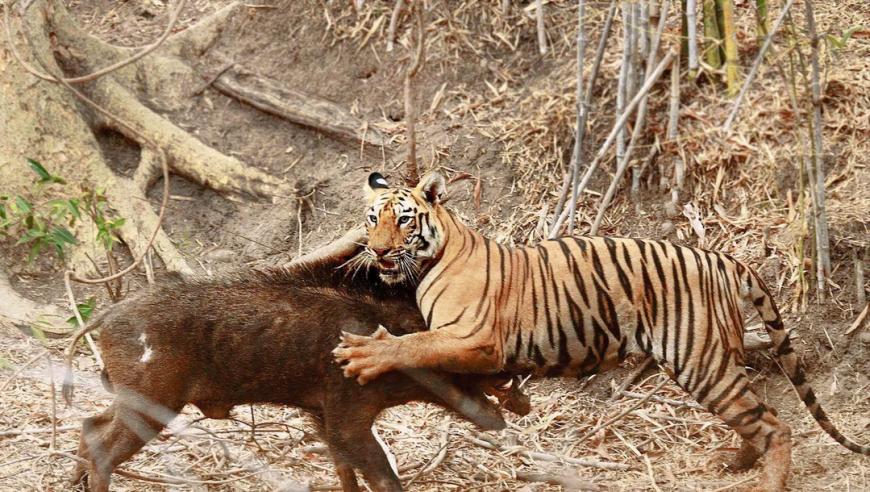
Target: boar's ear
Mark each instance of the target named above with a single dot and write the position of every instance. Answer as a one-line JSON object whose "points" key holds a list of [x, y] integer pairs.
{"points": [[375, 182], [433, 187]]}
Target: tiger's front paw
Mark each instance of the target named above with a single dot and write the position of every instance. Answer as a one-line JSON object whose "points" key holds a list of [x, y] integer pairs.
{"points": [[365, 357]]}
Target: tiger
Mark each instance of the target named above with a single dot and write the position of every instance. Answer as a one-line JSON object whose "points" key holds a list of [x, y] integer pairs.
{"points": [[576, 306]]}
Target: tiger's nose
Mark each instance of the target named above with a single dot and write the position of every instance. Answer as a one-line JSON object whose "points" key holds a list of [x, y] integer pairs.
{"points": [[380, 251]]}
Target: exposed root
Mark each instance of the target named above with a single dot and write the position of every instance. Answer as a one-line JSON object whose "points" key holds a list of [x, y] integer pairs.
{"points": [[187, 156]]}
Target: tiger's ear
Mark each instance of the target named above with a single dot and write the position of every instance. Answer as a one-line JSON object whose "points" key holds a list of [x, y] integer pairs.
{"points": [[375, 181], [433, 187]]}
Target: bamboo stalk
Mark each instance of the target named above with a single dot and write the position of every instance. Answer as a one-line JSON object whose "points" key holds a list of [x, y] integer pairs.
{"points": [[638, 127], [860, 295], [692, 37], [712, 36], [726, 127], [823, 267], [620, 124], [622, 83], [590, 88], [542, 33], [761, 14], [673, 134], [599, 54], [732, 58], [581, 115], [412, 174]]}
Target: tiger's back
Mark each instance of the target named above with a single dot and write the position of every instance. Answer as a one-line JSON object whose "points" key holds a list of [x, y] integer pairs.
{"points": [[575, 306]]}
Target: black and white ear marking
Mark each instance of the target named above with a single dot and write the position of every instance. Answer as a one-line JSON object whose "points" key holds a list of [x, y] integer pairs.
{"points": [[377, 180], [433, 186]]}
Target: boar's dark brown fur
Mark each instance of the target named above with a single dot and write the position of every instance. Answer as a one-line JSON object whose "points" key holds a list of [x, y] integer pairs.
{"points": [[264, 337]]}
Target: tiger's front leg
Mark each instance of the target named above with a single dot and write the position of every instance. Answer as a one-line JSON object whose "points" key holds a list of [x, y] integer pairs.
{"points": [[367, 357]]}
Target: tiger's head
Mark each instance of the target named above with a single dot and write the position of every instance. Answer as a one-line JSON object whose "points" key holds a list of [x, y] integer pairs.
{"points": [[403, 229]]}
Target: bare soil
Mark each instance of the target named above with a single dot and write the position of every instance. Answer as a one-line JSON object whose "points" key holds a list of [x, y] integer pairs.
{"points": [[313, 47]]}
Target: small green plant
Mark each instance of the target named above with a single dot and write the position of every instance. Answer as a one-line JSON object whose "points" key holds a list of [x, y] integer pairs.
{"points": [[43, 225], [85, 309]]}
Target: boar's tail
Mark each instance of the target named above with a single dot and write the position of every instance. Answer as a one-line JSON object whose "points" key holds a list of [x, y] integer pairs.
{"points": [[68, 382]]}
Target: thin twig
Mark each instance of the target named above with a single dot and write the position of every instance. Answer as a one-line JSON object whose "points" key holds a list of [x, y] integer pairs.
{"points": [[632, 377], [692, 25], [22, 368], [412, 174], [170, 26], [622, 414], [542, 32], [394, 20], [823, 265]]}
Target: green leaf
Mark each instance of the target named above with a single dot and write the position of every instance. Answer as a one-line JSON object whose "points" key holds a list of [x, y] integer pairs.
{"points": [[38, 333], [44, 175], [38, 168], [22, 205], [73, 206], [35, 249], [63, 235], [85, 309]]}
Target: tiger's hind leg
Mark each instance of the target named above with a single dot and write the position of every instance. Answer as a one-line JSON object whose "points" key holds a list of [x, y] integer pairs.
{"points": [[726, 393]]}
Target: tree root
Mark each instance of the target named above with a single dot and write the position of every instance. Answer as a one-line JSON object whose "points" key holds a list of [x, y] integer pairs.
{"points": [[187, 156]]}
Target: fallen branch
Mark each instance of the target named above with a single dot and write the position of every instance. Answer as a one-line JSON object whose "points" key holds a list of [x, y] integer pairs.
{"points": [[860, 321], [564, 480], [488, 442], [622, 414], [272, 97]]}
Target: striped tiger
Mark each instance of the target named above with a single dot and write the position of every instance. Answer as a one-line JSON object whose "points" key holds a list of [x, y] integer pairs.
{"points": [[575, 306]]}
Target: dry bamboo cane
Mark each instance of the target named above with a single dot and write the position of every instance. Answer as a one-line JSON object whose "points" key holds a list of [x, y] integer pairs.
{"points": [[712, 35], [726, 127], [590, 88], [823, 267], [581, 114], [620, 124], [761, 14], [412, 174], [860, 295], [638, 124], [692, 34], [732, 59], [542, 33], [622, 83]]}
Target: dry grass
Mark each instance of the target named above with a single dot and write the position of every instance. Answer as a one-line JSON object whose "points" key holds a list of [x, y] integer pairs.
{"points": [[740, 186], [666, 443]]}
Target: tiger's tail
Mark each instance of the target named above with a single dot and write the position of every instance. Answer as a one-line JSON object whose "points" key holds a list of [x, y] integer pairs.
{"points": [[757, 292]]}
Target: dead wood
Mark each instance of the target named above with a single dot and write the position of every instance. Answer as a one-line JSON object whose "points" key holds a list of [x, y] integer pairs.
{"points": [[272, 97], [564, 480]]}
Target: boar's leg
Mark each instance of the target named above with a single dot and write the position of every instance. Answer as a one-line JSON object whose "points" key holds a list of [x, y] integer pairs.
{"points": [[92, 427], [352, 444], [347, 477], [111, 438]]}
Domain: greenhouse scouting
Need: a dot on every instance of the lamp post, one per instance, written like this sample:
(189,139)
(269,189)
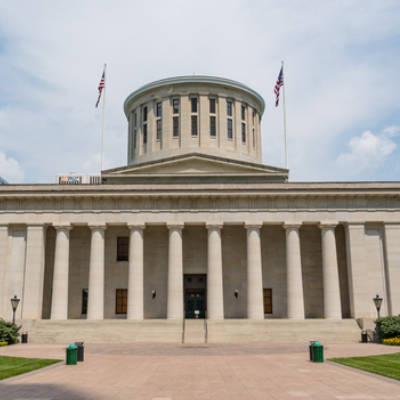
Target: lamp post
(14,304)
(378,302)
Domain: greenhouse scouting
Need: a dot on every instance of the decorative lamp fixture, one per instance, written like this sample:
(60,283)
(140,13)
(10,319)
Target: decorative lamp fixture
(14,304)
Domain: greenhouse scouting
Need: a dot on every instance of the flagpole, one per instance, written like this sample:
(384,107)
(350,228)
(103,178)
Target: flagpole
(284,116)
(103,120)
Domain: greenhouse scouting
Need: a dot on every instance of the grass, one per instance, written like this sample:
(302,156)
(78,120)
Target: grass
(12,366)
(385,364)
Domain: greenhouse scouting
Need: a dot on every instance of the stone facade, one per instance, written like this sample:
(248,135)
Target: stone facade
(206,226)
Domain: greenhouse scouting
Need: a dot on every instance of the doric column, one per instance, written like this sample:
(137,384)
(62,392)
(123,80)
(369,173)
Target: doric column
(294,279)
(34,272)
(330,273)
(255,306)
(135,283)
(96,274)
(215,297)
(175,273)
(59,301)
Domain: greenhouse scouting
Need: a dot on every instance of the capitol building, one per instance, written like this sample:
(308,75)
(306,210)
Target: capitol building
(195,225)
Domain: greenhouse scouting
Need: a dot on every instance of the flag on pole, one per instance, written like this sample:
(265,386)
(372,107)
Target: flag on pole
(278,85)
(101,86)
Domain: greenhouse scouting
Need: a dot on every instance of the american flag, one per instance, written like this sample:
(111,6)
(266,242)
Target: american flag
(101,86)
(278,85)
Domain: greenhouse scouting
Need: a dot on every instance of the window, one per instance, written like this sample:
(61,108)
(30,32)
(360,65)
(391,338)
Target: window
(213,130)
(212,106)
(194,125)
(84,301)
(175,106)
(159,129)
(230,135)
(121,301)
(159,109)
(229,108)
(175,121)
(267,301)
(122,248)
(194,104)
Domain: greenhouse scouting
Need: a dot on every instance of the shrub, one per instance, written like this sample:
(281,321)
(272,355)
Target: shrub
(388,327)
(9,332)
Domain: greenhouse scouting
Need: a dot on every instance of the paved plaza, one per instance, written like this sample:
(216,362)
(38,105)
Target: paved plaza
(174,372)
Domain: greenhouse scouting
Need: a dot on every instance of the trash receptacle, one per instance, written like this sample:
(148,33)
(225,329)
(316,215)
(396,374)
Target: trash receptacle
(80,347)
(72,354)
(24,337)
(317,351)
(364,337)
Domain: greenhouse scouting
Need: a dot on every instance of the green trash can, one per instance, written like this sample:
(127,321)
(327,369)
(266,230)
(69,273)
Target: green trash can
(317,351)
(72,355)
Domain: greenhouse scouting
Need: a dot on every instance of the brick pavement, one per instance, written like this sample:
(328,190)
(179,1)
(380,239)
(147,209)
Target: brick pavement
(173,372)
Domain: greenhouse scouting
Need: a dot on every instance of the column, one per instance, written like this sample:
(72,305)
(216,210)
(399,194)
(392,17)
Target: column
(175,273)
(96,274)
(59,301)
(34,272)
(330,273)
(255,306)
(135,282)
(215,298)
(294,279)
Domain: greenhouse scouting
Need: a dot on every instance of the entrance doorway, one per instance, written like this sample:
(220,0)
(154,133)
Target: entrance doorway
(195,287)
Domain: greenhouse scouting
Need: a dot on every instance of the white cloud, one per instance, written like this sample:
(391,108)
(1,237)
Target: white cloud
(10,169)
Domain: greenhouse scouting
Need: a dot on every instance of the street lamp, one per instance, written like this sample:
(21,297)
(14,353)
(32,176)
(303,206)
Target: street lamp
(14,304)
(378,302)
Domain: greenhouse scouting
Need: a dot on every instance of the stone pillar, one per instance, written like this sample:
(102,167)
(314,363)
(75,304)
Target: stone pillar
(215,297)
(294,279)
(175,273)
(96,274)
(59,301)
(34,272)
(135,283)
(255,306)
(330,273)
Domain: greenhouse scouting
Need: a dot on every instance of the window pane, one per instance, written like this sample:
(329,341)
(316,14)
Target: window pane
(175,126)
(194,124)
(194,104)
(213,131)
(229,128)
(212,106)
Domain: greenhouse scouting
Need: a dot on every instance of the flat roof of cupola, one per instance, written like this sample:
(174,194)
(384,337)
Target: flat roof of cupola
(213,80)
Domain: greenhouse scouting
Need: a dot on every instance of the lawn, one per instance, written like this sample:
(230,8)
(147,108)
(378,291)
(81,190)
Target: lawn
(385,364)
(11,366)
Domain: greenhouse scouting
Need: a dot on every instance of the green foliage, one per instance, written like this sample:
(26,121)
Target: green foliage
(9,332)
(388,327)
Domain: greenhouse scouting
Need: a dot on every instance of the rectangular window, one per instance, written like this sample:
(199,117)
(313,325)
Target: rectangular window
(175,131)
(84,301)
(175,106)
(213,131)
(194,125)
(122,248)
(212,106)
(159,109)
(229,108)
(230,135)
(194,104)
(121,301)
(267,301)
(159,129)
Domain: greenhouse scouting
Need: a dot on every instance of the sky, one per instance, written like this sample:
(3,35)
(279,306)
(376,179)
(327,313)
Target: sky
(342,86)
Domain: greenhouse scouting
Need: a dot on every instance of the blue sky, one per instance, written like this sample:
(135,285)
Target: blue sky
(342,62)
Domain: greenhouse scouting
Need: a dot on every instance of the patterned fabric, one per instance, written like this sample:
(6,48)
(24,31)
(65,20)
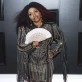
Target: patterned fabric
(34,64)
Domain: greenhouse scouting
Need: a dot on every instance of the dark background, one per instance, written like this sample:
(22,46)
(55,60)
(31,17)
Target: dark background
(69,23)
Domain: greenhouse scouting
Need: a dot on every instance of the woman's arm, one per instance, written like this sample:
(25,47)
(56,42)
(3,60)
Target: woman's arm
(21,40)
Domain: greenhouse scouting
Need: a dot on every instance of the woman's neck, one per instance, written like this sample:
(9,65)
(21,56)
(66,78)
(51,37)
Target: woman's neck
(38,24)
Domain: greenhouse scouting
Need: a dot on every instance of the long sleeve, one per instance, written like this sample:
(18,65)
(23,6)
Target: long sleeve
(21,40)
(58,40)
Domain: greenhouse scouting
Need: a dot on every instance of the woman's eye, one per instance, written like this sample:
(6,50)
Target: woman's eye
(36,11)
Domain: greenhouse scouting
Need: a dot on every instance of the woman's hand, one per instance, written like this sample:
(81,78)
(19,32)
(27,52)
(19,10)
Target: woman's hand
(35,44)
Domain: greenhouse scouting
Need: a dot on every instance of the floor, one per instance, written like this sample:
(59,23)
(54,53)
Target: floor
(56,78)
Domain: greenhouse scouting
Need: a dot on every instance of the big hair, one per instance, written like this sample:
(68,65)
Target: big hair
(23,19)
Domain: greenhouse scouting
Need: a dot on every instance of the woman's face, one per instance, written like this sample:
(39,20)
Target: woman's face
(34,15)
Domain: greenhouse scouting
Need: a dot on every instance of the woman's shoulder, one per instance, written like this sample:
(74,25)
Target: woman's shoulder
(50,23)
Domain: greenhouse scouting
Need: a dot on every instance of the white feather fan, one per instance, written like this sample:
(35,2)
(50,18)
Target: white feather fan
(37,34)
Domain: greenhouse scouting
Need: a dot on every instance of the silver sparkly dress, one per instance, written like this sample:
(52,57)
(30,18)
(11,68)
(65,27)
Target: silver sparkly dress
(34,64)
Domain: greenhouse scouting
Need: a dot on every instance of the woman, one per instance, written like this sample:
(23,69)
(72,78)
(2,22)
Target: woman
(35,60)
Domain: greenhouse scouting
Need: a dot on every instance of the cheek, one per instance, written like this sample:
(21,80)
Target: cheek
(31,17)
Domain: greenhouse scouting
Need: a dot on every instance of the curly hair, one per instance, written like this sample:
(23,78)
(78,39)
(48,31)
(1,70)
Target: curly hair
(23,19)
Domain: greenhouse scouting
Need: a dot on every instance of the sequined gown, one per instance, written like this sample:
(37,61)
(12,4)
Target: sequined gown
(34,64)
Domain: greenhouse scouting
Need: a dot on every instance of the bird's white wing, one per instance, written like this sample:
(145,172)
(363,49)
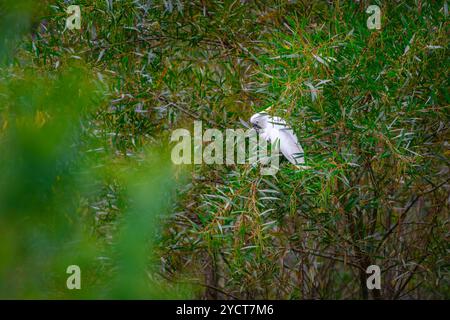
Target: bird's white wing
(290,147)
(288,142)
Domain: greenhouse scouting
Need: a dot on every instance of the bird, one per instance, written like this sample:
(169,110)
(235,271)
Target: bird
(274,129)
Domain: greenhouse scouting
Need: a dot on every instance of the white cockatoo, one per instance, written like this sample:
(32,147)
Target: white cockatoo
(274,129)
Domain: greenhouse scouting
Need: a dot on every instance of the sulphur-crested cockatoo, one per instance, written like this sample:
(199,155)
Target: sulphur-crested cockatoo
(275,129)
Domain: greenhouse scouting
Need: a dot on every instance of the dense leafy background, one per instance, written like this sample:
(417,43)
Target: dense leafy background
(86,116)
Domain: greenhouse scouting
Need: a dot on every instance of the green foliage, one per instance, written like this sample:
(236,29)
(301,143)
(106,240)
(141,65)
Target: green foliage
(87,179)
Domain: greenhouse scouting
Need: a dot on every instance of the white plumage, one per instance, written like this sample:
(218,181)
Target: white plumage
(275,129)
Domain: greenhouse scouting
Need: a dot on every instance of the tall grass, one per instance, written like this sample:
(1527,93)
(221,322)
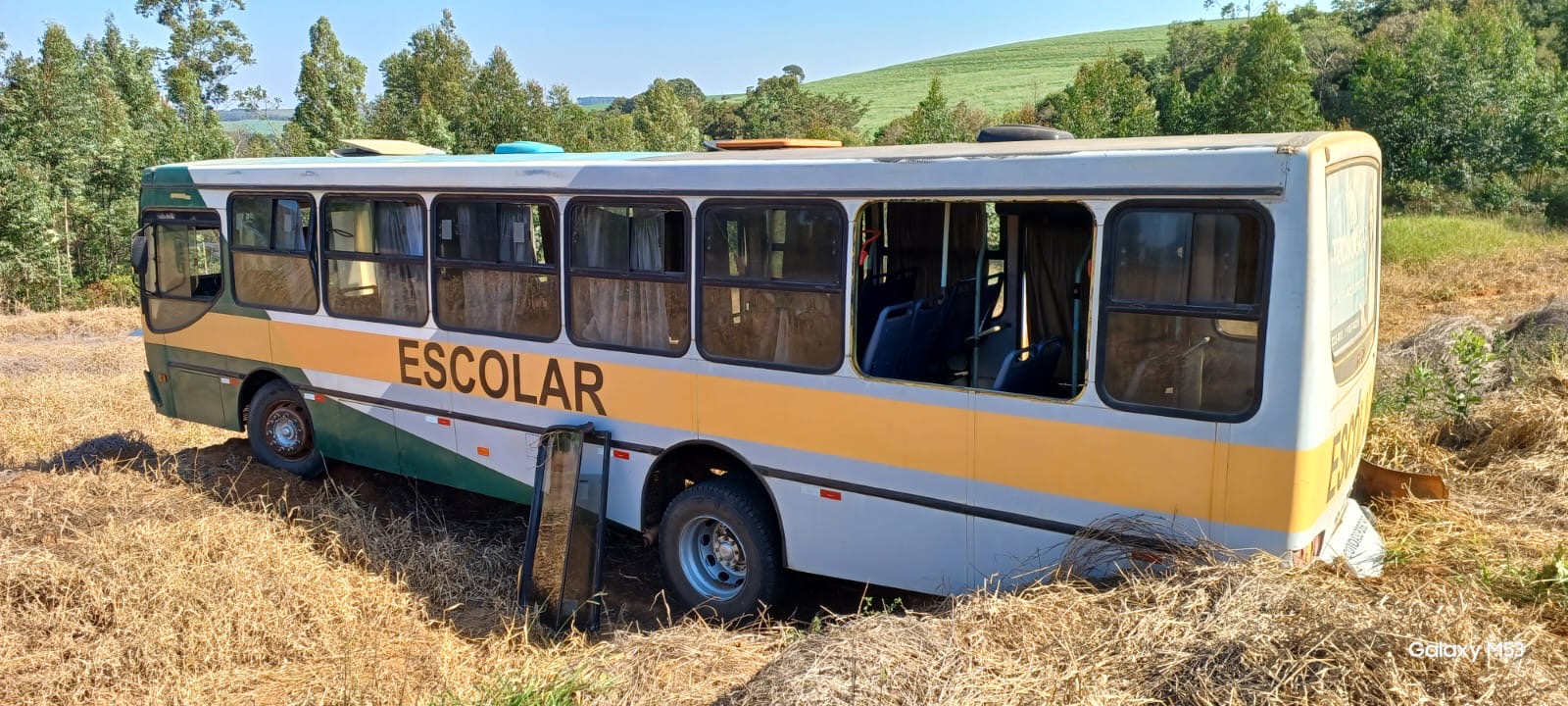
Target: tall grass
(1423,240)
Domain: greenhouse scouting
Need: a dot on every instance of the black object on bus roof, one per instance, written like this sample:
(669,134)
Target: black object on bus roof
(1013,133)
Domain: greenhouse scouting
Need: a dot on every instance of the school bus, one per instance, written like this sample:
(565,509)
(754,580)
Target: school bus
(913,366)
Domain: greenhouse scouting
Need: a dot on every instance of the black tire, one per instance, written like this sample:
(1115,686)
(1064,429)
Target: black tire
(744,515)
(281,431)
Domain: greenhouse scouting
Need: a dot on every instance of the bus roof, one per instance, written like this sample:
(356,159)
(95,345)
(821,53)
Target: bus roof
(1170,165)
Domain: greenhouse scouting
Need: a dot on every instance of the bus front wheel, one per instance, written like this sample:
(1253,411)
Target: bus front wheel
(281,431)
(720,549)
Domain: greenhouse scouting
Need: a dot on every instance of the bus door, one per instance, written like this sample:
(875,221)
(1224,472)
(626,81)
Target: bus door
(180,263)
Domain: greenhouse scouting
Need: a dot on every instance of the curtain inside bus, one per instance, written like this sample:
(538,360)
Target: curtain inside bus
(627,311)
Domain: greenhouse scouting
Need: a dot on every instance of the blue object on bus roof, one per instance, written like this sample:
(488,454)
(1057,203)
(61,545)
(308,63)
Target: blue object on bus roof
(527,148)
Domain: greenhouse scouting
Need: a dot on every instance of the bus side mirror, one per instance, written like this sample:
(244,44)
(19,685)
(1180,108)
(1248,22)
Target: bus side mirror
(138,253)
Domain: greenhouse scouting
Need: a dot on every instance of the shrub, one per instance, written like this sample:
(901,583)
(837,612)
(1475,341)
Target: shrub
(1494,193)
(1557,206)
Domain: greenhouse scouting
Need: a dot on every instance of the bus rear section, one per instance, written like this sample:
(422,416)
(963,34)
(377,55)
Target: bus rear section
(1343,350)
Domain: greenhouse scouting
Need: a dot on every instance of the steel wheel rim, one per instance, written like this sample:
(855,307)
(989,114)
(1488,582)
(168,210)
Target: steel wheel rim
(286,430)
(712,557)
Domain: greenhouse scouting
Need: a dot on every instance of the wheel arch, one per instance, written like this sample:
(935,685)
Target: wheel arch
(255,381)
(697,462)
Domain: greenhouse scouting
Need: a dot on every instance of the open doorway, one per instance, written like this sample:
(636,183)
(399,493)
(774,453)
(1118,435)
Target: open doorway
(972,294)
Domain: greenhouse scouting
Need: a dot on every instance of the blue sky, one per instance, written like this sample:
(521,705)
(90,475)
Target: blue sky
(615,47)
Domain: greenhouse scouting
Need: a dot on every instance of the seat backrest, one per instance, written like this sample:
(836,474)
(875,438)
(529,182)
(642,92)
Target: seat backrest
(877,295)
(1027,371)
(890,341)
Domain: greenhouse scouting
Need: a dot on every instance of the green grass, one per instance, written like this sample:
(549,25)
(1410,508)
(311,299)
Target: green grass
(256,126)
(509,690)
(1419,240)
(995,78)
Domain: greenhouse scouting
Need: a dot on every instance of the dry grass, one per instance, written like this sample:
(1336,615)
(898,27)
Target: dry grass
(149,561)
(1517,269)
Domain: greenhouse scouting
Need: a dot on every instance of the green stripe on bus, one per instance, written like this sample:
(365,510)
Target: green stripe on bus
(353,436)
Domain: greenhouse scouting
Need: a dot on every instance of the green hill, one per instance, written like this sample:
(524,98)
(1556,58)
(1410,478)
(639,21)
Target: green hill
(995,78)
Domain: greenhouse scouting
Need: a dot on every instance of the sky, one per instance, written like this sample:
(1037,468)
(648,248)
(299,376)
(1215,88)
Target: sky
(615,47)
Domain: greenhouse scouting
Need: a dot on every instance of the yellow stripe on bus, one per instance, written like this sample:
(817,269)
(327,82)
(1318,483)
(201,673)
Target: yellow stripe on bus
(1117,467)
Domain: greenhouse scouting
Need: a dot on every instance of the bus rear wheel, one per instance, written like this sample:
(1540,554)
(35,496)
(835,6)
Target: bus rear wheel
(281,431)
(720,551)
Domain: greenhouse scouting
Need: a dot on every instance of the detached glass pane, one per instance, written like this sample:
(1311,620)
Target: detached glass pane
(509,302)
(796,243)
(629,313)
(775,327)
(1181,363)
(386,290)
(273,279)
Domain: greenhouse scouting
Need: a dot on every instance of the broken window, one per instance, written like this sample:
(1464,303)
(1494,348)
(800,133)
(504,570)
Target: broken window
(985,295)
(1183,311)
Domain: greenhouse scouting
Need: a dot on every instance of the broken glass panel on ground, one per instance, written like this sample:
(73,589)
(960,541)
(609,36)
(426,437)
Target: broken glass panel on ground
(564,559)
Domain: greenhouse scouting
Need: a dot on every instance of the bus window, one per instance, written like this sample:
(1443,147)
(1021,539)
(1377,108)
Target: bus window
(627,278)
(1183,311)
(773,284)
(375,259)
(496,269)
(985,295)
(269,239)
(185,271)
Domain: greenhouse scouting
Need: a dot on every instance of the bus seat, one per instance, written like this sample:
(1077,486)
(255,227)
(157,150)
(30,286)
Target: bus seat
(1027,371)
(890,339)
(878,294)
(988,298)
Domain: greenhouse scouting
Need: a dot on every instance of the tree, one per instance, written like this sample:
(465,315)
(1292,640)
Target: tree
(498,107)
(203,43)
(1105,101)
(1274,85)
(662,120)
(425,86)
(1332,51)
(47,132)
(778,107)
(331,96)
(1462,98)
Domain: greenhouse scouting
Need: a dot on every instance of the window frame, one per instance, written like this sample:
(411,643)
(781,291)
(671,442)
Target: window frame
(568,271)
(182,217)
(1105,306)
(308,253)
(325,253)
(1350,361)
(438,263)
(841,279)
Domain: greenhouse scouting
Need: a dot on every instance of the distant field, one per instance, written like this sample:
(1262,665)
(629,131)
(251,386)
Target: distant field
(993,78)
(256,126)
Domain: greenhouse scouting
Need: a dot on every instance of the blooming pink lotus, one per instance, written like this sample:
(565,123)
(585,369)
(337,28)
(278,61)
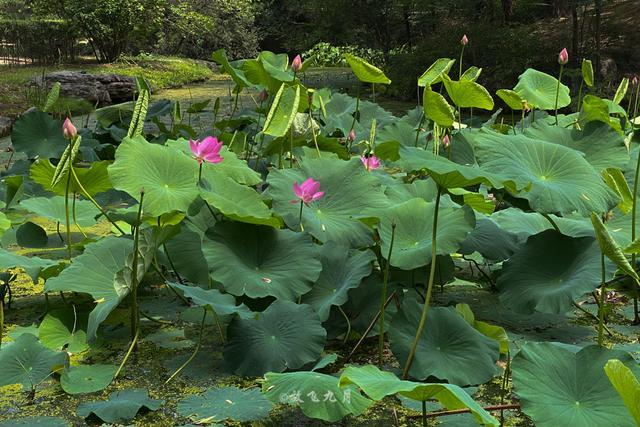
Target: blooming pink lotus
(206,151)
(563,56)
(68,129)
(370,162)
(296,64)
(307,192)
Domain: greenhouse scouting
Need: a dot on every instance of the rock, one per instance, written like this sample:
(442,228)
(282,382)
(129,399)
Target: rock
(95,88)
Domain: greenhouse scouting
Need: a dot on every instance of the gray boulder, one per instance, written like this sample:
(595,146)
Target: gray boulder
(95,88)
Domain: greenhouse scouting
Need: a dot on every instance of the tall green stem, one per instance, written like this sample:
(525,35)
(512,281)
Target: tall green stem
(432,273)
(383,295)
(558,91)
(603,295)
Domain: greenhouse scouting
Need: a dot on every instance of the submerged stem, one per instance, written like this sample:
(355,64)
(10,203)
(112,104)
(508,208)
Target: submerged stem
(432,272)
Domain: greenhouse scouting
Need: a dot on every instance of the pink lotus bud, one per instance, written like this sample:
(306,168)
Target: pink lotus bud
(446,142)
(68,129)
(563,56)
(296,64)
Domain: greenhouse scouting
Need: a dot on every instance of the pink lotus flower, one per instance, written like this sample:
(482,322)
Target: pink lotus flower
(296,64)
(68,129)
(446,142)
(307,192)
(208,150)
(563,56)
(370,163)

--

**Your instructions**
Check every line of the records, and copy the ones that hold the word "root".

**Response to this exercise**
Target: exposed root
Target: tree root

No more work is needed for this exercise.